**YOUR INSTRUCTIONS:** Rewrite the material below, putting "pixel position" wherever "coordinates" appears and keeping everything else the same. Leave the pictures out of your version.

**GIVEN INFORMATION:**
----------
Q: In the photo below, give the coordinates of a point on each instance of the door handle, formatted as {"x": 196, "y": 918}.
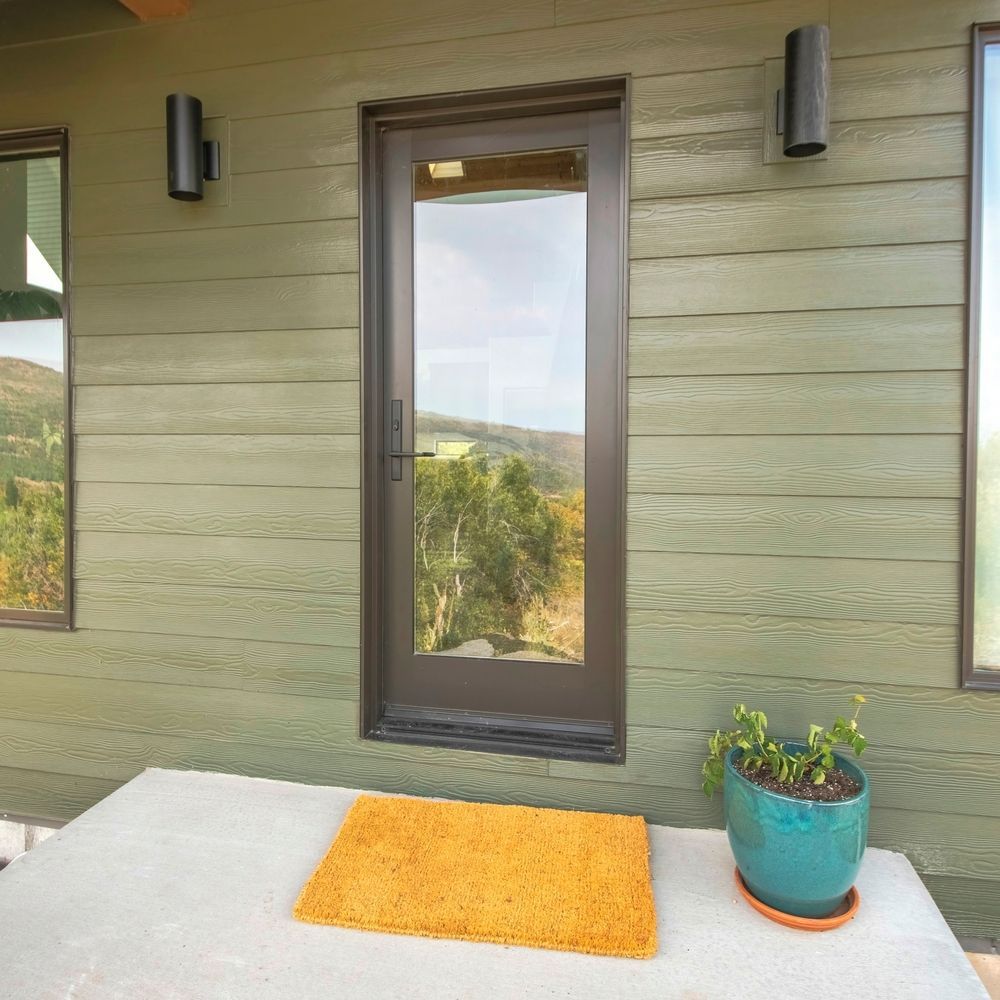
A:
{"x": 396, "y": 450}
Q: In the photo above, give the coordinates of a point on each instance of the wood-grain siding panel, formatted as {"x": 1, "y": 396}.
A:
{"x": 325, "y": 247}
{"x": 798, "y": 465}
{"x": 856, "y": 527}
{"x": 49, "y": 796}
{"x": 851, "y": 264}
{"x": 917, "y": 338}
{"x": 228, "y": 408}
{"x": 687, "y": 40}
{"x": 864, "y": 589}
{"x": 220, "y": 459}
{"x": 801, "y": 219}
{"x": 890, "y": 85}
{"x": 275, "y": 142}
{"x": 903, "y": 779}
{"x": 267, "y": 34}
{"x": 926, "y": 274}
{"x": 965, "y": 722}
{"x": 862, "y": 652}
{"x": 891, "y": 149}
{"x": 205, "y": 358}
{"x": 292, "y": 303}
{"x": 310, "y": 618}
{"x": 255, "y": 199}
{"x": 252, "y": 511}
{"x": 143, "y": 658}
{"x": 316, "y": 566}
{"x": 828, "y": 403}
----------
**ANSWER TO THIS PROBLEM:**
Q: In the photo below, give the pixel position of a point on each instance of the door handle, formatted as {"x": 196, "y": 918}.
A:
{"x": 396, "y": 450}
Q: In the photo above, give the pixel position of a point on each instance of the wood-grain siding panel, formatted as {"x": 1, "y": 396}.
A:
{"x": 325, "y": 247}
{"x": 798, "y": 465}
{"x": 856, "y": 527}
{"x": 49, "y": 796}
{"x": 851, "y": 264}
{"x": 917, "y": 338}
{"x": 228, "y": 408}
{"x": 687, "y": 40}
{"x": 864, "y": 589}
{"x": 220, "y": 459}
{"x": 801, "y": 219}
{"x": 890, "y": 85}
{"x": 275, "y": 142}
{"x": 903, "y": 779}
{"x": 267, "y": 34}
{"x": 926, "y": 274}
{"x": 965, "y": 722}
{"x": 862, "y": 652}
{"x": 891, "y": 149}
{"x": 205, "y": 358}
{"x": 292, "y": 303}
{"x": 310, "y": 618}
{"x": 255, "y": 199}
{"x": 252, "y": 511}
{"x": 143, "y": 658}
{"x": 316, "y": 566}
{"x": 828, "y": 403}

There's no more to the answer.